What to produce - Reproduce, unaltered, the line with "Where in this photo can the red" along with every line that follows it in the records, up to the last.
[Task input — start]
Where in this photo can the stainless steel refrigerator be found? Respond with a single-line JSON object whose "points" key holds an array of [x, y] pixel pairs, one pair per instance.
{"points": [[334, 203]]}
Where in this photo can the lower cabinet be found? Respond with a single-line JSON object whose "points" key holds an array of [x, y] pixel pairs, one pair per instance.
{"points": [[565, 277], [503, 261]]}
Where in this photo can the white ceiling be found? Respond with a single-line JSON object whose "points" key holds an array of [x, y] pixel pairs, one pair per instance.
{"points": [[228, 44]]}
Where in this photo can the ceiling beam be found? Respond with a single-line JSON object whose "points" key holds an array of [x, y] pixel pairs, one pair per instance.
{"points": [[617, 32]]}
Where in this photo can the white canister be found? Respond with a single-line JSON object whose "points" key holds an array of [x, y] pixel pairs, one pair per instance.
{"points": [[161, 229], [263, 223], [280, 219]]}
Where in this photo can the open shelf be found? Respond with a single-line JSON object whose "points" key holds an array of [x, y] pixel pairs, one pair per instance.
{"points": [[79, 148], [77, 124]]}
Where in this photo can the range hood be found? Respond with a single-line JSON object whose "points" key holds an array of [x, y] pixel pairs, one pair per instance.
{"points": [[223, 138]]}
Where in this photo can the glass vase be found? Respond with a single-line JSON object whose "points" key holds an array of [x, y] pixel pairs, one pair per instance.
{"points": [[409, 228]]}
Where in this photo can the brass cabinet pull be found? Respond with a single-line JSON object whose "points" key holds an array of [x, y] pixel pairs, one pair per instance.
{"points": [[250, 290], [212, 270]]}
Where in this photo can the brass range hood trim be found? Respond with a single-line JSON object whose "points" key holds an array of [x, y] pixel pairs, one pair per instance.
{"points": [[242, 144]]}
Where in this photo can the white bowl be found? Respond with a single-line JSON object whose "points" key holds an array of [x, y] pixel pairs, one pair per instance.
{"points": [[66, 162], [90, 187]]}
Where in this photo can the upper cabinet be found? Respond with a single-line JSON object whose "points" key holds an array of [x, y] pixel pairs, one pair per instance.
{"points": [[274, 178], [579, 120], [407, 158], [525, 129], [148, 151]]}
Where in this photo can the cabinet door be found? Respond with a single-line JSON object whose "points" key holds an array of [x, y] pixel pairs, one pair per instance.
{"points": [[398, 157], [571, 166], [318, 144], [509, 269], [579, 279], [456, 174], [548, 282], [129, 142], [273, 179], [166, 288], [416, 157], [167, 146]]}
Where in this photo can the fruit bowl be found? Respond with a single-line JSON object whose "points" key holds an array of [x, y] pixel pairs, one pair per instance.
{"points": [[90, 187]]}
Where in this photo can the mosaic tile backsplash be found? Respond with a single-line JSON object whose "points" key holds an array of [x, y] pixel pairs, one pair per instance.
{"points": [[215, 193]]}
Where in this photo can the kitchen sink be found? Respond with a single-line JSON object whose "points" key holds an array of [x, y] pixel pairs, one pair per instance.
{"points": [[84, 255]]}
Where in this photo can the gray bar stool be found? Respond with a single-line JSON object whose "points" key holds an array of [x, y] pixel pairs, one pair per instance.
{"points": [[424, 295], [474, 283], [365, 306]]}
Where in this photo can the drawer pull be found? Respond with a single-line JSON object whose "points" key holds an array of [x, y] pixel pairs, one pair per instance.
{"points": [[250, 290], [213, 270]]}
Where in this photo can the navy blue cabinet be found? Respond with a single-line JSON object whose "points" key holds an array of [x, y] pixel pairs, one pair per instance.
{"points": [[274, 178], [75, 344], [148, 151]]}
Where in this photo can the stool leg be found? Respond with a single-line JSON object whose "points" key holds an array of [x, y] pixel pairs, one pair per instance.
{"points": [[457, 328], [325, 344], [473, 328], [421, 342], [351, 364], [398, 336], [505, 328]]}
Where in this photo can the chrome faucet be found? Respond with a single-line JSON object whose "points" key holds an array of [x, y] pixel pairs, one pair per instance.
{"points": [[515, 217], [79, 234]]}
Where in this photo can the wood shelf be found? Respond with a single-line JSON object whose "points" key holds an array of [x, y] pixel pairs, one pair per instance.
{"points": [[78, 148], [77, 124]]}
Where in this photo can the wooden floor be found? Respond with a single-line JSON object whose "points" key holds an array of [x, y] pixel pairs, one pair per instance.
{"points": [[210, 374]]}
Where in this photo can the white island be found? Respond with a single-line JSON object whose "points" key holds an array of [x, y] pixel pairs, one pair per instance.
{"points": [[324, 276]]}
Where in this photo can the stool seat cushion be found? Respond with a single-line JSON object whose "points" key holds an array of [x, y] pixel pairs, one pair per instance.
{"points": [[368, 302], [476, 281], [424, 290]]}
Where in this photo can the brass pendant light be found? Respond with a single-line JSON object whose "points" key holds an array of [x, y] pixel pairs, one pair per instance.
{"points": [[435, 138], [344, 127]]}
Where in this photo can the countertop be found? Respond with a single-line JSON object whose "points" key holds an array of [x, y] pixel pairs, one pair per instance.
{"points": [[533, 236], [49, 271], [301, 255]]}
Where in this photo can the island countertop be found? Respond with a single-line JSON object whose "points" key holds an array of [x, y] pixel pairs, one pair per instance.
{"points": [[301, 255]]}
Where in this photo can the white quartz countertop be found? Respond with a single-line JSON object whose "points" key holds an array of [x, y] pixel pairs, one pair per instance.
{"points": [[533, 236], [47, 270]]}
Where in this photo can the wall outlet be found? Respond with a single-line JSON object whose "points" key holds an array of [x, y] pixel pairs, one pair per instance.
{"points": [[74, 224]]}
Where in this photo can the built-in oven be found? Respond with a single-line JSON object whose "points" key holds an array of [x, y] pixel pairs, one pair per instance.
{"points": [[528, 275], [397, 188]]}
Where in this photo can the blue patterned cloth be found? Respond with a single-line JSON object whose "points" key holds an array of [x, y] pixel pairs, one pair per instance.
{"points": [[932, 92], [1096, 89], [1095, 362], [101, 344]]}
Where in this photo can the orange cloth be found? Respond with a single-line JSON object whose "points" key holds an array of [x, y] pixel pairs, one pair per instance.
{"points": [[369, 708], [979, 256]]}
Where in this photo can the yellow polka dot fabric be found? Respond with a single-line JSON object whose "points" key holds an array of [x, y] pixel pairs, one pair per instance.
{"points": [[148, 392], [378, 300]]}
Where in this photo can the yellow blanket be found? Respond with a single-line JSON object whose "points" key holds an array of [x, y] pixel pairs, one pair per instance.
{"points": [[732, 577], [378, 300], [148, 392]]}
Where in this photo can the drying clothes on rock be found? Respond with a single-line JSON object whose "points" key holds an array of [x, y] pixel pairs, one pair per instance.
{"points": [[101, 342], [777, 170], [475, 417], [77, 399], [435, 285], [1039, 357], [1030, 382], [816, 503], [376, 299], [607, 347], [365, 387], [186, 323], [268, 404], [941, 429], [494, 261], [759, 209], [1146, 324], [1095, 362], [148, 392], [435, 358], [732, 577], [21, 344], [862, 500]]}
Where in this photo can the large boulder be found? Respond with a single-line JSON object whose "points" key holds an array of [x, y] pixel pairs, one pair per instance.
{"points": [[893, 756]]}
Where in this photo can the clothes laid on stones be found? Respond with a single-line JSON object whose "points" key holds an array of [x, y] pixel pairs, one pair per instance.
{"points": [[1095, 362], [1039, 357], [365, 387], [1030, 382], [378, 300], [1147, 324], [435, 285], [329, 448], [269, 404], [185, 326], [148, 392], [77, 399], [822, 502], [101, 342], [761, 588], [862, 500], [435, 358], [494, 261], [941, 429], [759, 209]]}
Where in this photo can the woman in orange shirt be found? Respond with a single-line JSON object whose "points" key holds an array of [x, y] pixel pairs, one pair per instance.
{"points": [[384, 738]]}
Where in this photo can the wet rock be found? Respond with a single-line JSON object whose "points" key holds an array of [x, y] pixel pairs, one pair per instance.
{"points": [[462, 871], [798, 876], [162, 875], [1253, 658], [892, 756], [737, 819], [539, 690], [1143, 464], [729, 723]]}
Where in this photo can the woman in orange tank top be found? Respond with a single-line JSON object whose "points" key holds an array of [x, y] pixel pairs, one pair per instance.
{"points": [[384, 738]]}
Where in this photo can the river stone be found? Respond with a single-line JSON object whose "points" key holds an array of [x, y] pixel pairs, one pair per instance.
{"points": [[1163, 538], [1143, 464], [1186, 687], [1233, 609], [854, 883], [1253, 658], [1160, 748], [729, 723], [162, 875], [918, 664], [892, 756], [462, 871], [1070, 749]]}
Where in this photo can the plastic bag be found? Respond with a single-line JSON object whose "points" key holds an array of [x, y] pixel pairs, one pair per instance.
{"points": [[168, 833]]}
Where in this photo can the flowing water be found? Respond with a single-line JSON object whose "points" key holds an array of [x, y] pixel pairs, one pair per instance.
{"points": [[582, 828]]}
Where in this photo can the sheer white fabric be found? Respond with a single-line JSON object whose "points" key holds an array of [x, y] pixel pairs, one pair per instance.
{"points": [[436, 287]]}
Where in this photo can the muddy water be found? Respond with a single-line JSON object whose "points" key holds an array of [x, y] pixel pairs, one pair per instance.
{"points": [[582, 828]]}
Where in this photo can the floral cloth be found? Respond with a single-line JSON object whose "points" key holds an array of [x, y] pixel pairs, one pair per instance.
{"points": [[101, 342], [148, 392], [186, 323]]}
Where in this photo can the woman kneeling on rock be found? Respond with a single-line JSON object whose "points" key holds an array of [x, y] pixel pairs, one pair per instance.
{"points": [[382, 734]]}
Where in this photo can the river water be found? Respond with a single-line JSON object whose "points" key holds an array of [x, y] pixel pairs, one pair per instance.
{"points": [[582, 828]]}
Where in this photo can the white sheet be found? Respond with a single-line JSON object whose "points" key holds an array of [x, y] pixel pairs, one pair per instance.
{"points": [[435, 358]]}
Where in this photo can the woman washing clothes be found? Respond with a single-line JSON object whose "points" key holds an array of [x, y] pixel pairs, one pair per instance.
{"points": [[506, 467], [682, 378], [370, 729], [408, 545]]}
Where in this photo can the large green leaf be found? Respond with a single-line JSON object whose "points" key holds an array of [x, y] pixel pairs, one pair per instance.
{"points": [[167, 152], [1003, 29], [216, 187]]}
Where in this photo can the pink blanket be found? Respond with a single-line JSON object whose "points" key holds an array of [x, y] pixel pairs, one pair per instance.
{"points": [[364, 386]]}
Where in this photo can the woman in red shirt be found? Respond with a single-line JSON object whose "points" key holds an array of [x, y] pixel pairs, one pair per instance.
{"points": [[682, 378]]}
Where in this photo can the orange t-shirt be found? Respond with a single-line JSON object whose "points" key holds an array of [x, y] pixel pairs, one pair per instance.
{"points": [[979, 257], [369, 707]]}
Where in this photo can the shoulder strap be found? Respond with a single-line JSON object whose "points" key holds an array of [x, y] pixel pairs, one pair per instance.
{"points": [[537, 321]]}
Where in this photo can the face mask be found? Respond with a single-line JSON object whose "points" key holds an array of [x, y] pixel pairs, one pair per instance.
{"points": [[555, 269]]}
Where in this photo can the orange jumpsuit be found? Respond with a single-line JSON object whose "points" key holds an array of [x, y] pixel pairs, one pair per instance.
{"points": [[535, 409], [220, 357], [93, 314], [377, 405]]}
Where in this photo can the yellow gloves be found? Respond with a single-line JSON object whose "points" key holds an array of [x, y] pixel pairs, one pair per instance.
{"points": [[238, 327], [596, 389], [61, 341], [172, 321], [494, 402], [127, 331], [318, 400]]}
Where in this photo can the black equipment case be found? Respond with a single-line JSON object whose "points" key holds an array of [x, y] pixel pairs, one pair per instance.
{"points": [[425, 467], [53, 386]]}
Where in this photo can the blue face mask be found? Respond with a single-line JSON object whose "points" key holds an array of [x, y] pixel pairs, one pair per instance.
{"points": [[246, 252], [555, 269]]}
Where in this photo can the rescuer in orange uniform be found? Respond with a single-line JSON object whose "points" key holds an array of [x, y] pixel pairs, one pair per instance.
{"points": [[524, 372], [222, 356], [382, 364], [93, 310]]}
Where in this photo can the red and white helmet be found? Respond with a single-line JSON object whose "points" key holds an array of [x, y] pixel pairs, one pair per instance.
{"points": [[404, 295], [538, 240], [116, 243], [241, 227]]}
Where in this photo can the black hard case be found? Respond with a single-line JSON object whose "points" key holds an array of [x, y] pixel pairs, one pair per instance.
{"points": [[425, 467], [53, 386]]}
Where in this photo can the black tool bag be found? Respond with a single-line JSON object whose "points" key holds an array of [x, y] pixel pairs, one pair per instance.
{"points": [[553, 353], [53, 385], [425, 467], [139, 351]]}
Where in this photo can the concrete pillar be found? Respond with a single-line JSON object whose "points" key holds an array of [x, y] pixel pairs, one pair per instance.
[Task input — finish]
Exercise result -
Where in this photo can the red and white helmet be found? Respond with a single-line JSON object whose "points" key holds an array of [x, y] pixel pairs, one pair per instance.
{"points": [[404, 295], [538, 240], [116, 243], [241, 227]]}
Where in this photo can the black hard case be found? Respond with a single-line JSON object whose "points" key holds an array of [x, y] pixel pairs, one pair per instance.
{"points": [[425, 467], [53, 386]]}
Where in this photo can the black tool bag be found? Respond with a single-line JSON object whose "points" key holds an array of [x, y] pixel pairs, one pair per instance.
{"points": [[553, 353], [53, 385], [425, 467], [139, 351]]}
Where in this photo can the concrete pillar be found? Respond with a single-line JSON object whose "points" key holds an array of [x, y] pixel pairs, one pair per instance.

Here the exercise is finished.